Document segment START

Loading ...
Sorry, an error occurred while loading the content.

1683Cross Generational Simulating/Comparisons

Expand Messages
  • bchaikin@aol.com
    Jan 23, 2003
    • 0 Attachment
      Over at apbr_analysis, we've discussed the cross generational
      comparison of players and teams and I think we reached the conclusion
      that such comparisons are difficult or impossible to ground-truth. 
      There were some dissenters who we may just kill off. 

      now why would you want to go and do that? if everyone agreed with you, what fun would these discussion groups be?.....

      and who is "we"? i certainly don't agree with any conclusion stating that directly comparing players over the past 40-45 years in the NBA is "...difficult or impossible...". on the contrary, i find it fairly easy......

      i've read every single post on both discussions groups since this discussion on "...are the players of today better than the players of yesterday..." and, more exactly, "...how could we simulate cross-generational pro basketball..." began a number of weeks ago, patiently waiting for any kind of proof or evidence in terms of some discussion stating why players cannot be compared directly over the past decades, and while i have heard a number of people state it can't, or shouldn't be done, i haven't seen any definitive reasons why. i remain wholely unconvinced by the arguements presented so far, and would love to debate any discussion that actually trys to explains why it can't be done accurately using the actual stats...

      i've posted a number of similar questions to the group concerning this exact topic and they have to this point been completely ignored, such as:

      "...if players over the past 40-45 years (actually since the mid to late 1950s) cannot be compared directly, explain where the cutoff is, or cutoffs are, and why?..."

      can players be compared directly (or simulated directly against, using actual statistics) from the 1990s to the 1980s, or from the 1990s or 1980s to the 1970s, from any of those 3 decades to the 1960s, and from any of those four decades to the mid to late 1950s. if not, where does any cutoff exist and why?..."...

      if players/teams from the 1990s can be compared directly with players/teams from the 1980s, why? if not, why not? what is the reasoning, or evidence? same for the other decades? can players from the mid to late 1950s be compared directly to the players of the 1960s? if so, why? if not why not?...

Document segment END
Provided records START

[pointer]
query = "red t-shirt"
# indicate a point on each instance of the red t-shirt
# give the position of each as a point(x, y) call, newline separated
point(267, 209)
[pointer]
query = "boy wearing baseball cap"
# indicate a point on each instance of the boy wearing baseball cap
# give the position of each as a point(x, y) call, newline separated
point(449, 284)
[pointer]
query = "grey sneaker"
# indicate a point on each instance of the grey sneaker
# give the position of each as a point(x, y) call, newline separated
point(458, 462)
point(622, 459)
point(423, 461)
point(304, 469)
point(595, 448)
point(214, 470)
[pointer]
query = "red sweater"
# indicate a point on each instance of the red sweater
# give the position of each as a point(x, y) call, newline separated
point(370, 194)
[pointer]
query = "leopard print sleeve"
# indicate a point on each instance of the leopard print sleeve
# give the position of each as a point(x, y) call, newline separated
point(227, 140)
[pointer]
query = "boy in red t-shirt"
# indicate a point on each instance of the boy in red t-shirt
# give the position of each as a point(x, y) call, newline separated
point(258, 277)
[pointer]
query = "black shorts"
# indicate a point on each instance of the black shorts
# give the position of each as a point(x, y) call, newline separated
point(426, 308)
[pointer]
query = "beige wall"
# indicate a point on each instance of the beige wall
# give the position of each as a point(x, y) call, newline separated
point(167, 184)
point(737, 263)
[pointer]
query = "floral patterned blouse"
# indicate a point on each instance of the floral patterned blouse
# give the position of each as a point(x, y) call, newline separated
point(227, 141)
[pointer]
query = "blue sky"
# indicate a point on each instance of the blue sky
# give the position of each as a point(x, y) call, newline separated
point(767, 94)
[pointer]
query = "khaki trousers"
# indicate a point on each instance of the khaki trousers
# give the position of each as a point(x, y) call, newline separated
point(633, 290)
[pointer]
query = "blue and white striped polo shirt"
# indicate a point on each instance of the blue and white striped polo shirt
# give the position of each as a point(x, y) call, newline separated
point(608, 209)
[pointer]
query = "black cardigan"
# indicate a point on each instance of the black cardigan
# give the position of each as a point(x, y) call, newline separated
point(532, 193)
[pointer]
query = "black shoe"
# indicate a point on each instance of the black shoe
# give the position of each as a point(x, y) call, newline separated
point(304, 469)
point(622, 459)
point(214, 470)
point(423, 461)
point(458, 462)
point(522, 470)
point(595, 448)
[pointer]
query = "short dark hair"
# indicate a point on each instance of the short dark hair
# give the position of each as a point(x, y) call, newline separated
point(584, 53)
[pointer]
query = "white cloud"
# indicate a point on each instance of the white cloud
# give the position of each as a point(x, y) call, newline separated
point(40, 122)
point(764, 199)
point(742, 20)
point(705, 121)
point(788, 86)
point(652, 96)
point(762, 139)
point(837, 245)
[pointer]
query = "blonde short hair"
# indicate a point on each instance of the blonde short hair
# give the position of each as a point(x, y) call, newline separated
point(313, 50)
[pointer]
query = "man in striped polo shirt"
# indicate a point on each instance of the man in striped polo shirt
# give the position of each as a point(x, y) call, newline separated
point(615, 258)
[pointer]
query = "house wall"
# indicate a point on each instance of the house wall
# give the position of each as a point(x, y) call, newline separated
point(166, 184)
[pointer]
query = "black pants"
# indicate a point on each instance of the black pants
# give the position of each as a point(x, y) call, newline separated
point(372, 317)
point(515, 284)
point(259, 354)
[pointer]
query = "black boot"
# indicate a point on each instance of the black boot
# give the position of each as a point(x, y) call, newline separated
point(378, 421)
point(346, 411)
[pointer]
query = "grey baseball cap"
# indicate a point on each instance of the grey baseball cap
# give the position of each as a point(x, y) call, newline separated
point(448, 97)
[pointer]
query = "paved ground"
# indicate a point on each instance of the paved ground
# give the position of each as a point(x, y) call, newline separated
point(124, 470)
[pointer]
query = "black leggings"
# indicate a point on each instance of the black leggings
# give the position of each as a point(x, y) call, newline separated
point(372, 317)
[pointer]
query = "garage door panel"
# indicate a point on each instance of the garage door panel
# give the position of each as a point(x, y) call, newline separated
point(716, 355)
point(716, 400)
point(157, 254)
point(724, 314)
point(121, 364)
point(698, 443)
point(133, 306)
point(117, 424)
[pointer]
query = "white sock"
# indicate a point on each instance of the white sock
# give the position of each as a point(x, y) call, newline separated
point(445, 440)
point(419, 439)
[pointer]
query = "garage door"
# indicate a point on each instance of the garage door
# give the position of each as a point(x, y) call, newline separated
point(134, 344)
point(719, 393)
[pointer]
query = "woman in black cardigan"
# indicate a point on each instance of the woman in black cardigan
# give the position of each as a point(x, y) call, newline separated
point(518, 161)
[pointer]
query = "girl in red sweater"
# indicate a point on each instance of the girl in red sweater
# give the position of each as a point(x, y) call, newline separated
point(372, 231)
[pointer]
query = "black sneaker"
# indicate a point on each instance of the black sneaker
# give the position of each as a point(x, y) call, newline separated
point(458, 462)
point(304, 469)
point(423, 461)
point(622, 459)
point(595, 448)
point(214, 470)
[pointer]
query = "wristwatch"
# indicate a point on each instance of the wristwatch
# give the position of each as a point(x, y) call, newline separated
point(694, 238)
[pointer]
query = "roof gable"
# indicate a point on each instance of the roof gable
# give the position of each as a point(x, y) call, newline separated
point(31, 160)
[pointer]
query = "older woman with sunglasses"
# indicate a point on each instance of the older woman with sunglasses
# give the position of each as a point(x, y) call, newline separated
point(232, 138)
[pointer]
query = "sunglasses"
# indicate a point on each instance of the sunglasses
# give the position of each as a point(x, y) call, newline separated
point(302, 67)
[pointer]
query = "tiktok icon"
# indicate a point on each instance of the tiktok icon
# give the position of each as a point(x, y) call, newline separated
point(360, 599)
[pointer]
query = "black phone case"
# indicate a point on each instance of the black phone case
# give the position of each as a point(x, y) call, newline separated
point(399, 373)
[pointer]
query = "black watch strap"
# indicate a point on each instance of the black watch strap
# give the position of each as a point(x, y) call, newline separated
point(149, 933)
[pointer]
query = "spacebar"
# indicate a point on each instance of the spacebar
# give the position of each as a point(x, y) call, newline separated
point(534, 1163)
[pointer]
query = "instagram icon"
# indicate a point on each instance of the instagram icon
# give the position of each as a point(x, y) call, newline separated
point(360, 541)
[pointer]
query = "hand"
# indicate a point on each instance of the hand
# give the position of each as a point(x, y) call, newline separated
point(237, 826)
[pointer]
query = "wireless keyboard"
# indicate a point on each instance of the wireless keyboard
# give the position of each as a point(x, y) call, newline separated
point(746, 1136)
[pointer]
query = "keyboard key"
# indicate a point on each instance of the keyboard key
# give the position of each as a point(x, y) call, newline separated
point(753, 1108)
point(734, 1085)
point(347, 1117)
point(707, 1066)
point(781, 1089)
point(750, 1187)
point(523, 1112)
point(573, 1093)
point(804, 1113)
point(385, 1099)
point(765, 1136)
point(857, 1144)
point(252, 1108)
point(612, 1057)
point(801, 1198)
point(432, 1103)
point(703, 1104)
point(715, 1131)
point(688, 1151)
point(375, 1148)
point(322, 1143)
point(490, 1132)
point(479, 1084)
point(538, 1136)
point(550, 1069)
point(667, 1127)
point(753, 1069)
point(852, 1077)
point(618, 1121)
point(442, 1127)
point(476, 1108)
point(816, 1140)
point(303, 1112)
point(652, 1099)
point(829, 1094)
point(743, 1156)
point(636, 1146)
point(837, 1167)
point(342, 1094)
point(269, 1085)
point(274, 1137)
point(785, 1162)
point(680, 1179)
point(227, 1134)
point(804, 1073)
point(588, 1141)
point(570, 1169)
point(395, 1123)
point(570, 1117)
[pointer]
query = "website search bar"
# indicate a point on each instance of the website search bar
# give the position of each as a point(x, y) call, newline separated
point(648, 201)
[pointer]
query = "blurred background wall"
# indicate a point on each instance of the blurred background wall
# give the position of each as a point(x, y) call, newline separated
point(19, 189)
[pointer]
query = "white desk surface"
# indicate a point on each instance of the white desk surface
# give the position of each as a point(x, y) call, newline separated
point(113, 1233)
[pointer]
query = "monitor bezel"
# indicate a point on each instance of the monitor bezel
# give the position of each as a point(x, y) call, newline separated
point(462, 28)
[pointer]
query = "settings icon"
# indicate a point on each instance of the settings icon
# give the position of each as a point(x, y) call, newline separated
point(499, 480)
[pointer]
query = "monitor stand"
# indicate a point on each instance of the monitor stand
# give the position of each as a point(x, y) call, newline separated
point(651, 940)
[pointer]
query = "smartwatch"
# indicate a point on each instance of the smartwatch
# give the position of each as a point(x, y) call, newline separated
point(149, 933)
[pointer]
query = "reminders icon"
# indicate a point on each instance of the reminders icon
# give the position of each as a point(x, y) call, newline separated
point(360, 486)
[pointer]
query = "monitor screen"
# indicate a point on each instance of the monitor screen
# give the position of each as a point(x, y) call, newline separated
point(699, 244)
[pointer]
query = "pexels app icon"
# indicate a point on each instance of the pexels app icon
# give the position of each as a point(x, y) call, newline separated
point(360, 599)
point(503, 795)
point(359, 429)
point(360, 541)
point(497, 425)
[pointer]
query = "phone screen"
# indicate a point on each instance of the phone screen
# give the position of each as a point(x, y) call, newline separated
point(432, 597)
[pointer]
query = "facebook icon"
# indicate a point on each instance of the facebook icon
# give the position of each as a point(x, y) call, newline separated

Provided records END

• What is expected:
Do these statements agree with the forum post on cross-generational player comparisons? Answer yes or no for each, quoting the deciding words of the post. (a) The person replying accepts that directly comparing NBA players over the past 40-45 years is difficult or impossible. (b) The person replying says questions they had posted to the group on this topic got no response. (c) The discussion about simulating cross-generational pro basketball began a number of years earlier.

• Answer section:
(a) No: "i certainly don't agree with any conclusion stating that directly comparing players over the past 40-45 years in the NBA is "...difficult or impossible...""
(b) Yes: "they have to this point been completely ignored"
(c) No: "began a number of weeks ago"